-- Start of LISTED ENTRIES --
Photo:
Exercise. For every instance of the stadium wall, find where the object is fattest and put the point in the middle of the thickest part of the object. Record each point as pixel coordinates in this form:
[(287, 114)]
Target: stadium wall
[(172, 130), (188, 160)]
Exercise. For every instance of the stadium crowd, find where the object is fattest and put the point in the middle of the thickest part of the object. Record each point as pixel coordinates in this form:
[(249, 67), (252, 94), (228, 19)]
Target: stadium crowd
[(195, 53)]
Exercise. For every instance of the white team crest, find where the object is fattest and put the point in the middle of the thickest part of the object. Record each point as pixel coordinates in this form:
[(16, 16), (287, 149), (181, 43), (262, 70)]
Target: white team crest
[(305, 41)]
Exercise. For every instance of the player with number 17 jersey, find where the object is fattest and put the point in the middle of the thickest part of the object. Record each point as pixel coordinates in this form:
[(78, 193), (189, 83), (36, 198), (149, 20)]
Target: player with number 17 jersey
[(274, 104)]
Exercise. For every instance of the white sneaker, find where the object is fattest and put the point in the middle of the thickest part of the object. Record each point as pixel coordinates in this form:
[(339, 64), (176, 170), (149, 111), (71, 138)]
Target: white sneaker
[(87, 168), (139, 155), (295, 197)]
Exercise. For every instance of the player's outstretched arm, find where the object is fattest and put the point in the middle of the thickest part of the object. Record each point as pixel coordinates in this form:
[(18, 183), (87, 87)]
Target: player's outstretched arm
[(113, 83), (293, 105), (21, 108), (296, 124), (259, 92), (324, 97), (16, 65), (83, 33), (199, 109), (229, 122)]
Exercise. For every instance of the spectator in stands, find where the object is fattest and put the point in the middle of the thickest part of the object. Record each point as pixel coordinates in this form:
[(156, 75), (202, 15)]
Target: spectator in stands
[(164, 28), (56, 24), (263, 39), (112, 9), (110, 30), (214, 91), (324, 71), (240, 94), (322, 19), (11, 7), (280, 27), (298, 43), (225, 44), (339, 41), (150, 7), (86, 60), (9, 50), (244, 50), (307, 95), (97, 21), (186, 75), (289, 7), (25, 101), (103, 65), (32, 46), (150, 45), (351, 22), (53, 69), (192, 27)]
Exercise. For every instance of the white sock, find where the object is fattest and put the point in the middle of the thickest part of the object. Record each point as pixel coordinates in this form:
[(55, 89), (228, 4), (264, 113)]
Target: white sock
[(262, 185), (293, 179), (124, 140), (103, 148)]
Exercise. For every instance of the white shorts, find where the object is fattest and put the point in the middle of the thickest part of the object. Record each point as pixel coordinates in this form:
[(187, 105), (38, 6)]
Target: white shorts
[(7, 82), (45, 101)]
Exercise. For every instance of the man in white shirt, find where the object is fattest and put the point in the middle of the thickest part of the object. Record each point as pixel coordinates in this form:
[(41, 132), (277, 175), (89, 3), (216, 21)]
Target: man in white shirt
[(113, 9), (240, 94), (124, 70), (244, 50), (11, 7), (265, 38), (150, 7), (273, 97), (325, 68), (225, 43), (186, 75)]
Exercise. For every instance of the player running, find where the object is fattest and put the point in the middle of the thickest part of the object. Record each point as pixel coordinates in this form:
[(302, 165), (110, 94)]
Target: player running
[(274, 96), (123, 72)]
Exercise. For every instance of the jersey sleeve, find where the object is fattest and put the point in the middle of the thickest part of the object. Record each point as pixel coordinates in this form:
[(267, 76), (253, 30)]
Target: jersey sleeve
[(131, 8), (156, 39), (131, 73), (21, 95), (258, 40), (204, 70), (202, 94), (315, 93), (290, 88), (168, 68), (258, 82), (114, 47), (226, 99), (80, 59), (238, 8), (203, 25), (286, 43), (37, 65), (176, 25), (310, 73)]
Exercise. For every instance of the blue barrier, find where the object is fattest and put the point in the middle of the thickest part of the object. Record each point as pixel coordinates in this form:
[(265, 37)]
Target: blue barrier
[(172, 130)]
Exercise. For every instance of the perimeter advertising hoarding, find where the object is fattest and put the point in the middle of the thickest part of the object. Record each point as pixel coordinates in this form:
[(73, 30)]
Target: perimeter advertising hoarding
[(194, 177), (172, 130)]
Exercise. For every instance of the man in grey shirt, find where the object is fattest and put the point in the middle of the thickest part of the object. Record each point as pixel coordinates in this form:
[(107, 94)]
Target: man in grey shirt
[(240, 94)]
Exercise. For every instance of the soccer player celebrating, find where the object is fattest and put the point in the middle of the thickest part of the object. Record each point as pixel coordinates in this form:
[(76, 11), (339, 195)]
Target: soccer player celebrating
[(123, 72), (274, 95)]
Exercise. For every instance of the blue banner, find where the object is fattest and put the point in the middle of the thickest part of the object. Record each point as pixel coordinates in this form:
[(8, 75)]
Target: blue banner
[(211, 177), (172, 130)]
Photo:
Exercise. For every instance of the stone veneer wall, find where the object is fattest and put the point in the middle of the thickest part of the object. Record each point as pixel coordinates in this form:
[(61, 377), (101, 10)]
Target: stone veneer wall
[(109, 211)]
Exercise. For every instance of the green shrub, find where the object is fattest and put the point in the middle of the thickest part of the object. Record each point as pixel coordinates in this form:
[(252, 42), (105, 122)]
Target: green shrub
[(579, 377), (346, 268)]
-- End of LISTED ENTRIES --
■ **WHAT THIS TASK INVOLVES**: Reproduce every line of the records above verbatim.

■ **EXERCISE ANSWER**:
Photo:
Exercise. For every instance of the stadium wall, find where the object is fattest and put the point in the middle of the thickest part of the object. Record each point as pixel coordinates in this form:
[(287, 114)]
Target: stadium wall
[(172, 130), (188, 160)]
Exercise. For every instance of the stadium crowd, find where the object is fattest and put the point in the middle of the thickest part of the object. Record each point as pixel coordinates in this form:
[(249, 67), (252, 94), (228, 19)]
Target: stadium crowd
[(195, 53)]
Exercise. For every instance of the white team crest, find where the object is fattest and put the point in the middle of the thickest part of the object. Record each point as pixel coordinates in this form:
[(16, 16), (287, 149), (181, 43), (262, 70)]
Target: white team crest
[(305, 41)]
Exercise. For every instance of the player with number 17 jersey, find where the object is fattest and put the point in the middle of the thickest part of the object. Record each point as pixel coordinates in this form:
[(78, 193), (189, 83), (36, 198), (149, 20)]
Target: player with number 17 jersey
[(274, 104)]
Exercise. For every instance of the white sneaker, find where the object is fattest and put the point in the middle of the thickest part of the object. Record each point as pixel coordinates in this form:
[(339, 64), (176, 170), (149, 111), (71, 138)]
Target: white sneaker
[(87, 168), (139, 155), (295, 197)]
Exercise. For every instance of the player's outstretched arm, find where the object is fattest and put the point in the middle of the thickest part of the object. Record each point as pixel coordinates in this form:
[(18, 183), (87, 87)]
Target: player's outstretched arm
[(113, 83), (293, 105), (21, 108), (296, 124), (259, 92), (324, 97), (16, 65), (83, 33), (199, 109), (229, 122)]
Exercise. For every instance of the spectator in stands, find where the object is fattest and put the point in the middle of the thickest part of the object. Record each point as pixel coordinates in this form:
[(156, 75), (202, 15)]
Target: spectator in stands
[(164, 28), (56, 24), (263, 39), (112, 9), (110, 30), (214, 91), (324, 71), (240, 94), (322, 19), (11, 7), (280, 27), (298, 43), (225, 44), (339, 41), (150, 7), (86, 60), (9, 50), (244, 50), (307, 95), (97, 21), (186, 75), (289, 7), (25, 101), (103, 65), (32, 46), (150, 45), (351, 22), (53, 69), (192, 27)]
Exercise. For every instance of the white sock, find where the object is fattest and put the point in the middle of the thickest part of the object. Record each point as pixel coordinates in this form:
[(55, 89), (228, 4), (264, 113)]
Target: white sock
[(262, 185), (293, 179), (124, 140), (103, 148)]
Exercise. For every instance of the white shorts, find where the object is fattest and put the point in the middle of the thickest part of the object. Record each point as pixel coordinates in this form:
[(187, 105), (38, 6)]
Target: white shorts
[(7, 82), (45, 101)]
Exercise. For every instance of the man in white shirt, find where the object is fattest and put the point in the middle of the thickest part of the object. Record each point as pixel coordinates in this form:
[(41, 132), (277, 175), (89, 3), (216, 21)]
Target: man in white shirt
[(113, 9), (240, 94), (124, 70), (244, 50), (11, 7), (265, 38), (150, 7), (273, 97), (325, 68), (225, 43), (186, 75)]
Exercise. For every instance of the player running, find where the object is fattest and put the point in the middle of the thickest part of the object. Record each point as pixel coordinates in this form:
[(302, 165), (110, 94)]
Target: player running
[(274, 96), (123, 72)]
Exercise. For every instance of the jersey sleeve, find where the object is fattest and put the point in the middle of the thickest part of the object. Record each point as pixel coordinates in this form:
[(267, 76), (253, 30)]
Target: jersey sleeve
[(131, 8), (156, 39), (131, 73), (21, 95), (258, 40), (204, 70), (202, 94), (315, 93), (290, 88), (168, 68), (258, 82), (114, 47), (226, 99), (80, 59), (238, 8), (203, 25), (286, 43), (37, 65), (176, 25), (310, 73)]
Exercise. For every instance of the blue barrier, find where the object is fattest and put the point in the middle of the thickest part of the object. Record each point as pixel coordinates in this form:
[(265, 37)]
Target: blue barrier
[(172, 130)]
Exercise. For every instance of the perimeter advertising hoarding, find where the object is fattest and put the point in the middle of the thickest part of the object. Record each point as pixel coordinates in this form:
[(73, 30)]
Target: perimeter advertising hoarding
[(194, 177), (172, 130)]
Exercise. For every instance of the man in grey shirt, find where the object is fattest and put the point in the middle of the thickest part of the object. Record each point as pixel coordinates in this form:
[(107, 94)]
Target: man in grey shirt
[(240, 94)]
Exercise. For every instance of the soccer player celebrating, find where the object is fattest and put the point in the middle of the thickest part of the object. Record each point as pixel coordinates in this form:
[(76, 11), (339, 195)]
Target: soccer player celebrating
[(123, 72), (274, 95)]
Exercise. For every instance of the blue banner, find where the object is fattest and put the point in the middle of the thickest part of the object. Record each point as pixel coordinates in this form:
[(8, 75)]
Target: blue banner
[(211, 177), (172, 130)]
Photo:
Exercise. For every instance of the stone veneer wall, find where the object is fattest and put the point in the middle of the thickest part of the object. Record each point as pixel coordinates in this form:
[(61, 377), (101, 10)]
Target: stone veneer wall
[(109, 211)]
Exercise. For every instance of the green shrub, find where the object is fattest and put the point in the middle of the thickest part of the object. Record each point as pixel coordinates in this form:
[(252, 42), (105, 122)]
Target: green shrub
[(579, 377), (346, 268)]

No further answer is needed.